Deine Aufgabe: Entnimm den Zeilen unten den Abschnitt von der Zeile mit „Target: white bowl“ bis zur Zeile mit „179), (212, 182)]“, beide eingeschlossen, und gib ihn wortgetreu wieder.

········

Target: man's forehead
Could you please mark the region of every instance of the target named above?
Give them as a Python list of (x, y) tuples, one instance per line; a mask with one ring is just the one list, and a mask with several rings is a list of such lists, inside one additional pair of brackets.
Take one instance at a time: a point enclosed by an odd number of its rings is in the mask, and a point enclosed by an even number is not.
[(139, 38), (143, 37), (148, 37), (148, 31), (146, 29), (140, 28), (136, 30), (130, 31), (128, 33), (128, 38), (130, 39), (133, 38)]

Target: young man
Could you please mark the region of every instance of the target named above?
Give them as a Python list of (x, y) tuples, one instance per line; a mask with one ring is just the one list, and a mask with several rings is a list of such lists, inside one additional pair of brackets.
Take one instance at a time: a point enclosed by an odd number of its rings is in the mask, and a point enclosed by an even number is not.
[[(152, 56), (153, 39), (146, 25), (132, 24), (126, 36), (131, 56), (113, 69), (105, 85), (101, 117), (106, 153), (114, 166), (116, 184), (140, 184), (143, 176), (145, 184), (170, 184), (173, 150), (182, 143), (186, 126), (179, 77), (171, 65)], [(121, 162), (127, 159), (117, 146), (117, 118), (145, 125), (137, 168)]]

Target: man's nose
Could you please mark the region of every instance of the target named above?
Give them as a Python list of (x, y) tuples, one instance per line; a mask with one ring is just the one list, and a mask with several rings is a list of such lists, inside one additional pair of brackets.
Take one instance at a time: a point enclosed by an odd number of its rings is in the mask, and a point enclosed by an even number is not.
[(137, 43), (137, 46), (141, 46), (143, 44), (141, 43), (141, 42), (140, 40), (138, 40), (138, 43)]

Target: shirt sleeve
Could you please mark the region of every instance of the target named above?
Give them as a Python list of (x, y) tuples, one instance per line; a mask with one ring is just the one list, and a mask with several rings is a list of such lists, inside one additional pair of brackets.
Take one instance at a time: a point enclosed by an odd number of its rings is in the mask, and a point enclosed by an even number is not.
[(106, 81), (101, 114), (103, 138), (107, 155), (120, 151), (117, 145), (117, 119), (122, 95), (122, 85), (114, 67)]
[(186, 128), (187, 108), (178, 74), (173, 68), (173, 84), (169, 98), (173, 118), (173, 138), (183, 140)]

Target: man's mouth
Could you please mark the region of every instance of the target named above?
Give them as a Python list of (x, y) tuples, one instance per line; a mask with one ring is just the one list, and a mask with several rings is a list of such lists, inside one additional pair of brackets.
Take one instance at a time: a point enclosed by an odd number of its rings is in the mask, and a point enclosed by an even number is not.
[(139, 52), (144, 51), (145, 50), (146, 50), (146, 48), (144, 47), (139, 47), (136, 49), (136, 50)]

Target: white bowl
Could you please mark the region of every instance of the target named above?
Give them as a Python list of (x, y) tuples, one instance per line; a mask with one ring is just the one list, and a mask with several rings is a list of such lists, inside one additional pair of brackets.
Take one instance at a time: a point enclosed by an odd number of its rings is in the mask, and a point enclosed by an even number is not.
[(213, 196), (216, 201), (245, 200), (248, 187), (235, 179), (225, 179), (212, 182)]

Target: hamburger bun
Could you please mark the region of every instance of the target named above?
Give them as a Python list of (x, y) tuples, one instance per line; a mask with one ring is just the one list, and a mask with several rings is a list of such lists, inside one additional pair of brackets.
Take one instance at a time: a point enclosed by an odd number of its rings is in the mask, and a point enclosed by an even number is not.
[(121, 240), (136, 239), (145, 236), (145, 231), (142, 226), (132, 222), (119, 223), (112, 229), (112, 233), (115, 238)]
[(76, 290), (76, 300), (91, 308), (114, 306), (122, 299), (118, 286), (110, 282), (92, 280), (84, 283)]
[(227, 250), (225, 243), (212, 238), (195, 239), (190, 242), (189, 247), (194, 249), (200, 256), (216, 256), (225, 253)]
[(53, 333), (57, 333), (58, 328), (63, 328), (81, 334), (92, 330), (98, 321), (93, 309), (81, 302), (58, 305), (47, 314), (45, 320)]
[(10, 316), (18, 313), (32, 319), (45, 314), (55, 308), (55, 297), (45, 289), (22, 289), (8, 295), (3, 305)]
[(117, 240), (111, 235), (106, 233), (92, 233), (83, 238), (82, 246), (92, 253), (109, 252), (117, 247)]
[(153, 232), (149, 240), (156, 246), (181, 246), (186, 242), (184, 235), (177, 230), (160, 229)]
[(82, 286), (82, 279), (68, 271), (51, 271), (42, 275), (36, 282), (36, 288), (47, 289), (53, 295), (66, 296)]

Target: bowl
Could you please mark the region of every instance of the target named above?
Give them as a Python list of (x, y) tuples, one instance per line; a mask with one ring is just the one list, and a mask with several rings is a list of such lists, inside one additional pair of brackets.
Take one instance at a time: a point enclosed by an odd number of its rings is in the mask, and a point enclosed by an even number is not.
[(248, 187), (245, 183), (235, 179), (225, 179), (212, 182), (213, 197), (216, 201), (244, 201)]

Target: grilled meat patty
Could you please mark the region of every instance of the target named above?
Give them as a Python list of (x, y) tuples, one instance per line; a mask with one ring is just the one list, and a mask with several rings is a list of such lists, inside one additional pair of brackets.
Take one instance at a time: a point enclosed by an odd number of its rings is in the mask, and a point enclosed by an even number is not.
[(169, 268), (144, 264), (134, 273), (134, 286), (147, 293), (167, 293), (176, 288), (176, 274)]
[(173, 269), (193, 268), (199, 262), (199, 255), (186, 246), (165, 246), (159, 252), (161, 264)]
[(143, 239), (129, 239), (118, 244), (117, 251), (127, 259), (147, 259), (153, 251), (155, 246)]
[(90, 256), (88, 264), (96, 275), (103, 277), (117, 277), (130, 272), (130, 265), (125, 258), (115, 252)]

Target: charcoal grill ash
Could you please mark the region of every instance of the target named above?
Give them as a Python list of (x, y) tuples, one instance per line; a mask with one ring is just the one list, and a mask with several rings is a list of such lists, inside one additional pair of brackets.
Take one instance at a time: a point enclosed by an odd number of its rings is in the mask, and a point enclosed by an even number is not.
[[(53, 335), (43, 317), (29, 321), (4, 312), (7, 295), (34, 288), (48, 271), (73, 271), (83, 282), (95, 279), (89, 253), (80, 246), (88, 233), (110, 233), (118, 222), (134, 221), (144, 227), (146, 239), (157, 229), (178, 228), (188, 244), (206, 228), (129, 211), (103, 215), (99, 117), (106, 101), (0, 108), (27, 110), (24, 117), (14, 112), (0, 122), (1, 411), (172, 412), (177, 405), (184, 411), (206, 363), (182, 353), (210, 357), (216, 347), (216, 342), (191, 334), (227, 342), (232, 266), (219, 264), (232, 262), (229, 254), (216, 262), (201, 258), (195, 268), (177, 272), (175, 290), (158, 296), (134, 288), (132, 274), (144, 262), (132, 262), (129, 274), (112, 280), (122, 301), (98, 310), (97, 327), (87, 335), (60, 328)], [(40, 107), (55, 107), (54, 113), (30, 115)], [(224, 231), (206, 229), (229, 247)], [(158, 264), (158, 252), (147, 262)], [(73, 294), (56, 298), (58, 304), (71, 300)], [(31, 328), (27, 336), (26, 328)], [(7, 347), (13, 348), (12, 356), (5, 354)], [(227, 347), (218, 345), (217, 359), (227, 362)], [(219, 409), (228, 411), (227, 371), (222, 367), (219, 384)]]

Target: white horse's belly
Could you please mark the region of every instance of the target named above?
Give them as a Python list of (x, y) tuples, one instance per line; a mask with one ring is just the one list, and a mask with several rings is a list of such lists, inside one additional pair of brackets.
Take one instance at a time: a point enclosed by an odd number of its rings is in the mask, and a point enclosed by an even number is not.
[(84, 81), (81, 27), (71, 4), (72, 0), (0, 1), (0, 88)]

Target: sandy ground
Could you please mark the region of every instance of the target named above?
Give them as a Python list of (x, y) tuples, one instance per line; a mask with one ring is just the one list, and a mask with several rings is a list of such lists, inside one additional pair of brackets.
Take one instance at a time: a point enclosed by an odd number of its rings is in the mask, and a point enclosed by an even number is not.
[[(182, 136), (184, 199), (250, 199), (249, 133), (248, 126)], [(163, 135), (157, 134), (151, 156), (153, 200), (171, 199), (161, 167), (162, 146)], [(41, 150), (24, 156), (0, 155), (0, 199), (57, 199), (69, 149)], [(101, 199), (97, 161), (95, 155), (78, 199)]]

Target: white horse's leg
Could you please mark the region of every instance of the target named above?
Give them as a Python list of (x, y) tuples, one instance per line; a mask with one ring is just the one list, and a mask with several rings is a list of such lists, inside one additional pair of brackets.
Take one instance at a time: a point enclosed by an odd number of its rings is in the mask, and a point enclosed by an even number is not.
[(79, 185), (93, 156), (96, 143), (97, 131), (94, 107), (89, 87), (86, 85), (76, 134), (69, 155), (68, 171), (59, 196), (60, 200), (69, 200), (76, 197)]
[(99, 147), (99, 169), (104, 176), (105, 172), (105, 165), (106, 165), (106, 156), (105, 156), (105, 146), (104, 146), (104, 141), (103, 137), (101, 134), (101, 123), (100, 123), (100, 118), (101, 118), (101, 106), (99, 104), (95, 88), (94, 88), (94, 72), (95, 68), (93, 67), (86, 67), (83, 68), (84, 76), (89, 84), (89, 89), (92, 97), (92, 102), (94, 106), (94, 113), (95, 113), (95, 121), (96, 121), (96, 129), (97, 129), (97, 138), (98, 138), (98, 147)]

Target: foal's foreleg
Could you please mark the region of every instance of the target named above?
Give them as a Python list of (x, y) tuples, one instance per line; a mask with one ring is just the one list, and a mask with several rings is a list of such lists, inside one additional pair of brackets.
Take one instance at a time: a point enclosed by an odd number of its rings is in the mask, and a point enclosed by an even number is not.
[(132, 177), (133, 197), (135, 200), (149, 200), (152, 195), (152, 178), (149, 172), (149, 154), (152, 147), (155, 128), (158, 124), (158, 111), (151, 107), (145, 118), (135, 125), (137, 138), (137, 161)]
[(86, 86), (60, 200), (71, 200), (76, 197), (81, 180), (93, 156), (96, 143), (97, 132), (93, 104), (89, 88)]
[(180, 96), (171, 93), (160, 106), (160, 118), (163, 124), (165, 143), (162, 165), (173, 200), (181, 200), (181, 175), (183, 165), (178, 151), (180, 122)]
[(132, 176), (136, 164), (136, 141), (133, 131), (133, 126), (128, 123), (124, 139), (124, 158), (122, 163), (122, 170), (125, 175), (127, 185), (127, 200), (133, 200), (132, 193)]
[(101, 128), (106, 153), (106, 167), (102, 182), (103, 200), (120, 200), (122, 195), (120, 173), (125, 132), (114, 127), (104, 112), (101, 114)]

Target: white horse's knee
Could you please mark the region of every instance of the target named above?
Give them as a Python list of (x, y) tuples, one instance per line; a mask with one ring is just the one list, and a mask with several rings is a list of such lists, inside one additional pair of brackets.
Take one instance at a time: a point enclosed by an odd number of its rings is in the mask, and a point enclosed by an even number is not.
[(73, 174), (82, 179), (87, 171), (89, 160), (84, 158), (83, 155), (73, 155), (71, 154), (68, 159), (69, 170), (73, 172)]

········

Antwort:
Target: white bowl
Could you please mark the region of every instance of the target named above?
Give them as a Python list of (x, y) tuples, one instance per line; a mask with one ring is just the one list, and a mask with several rings is a list of such lists, inside one additional pair of brackets.
Take one instance at a time: a point enclosed by an odd number of its rings is in the mask, and a point enclosed by an even number is not.
[(213, 196), (216, 201), (245, 200), (248, 187), (235, 179), (225, 179), (212, 182)]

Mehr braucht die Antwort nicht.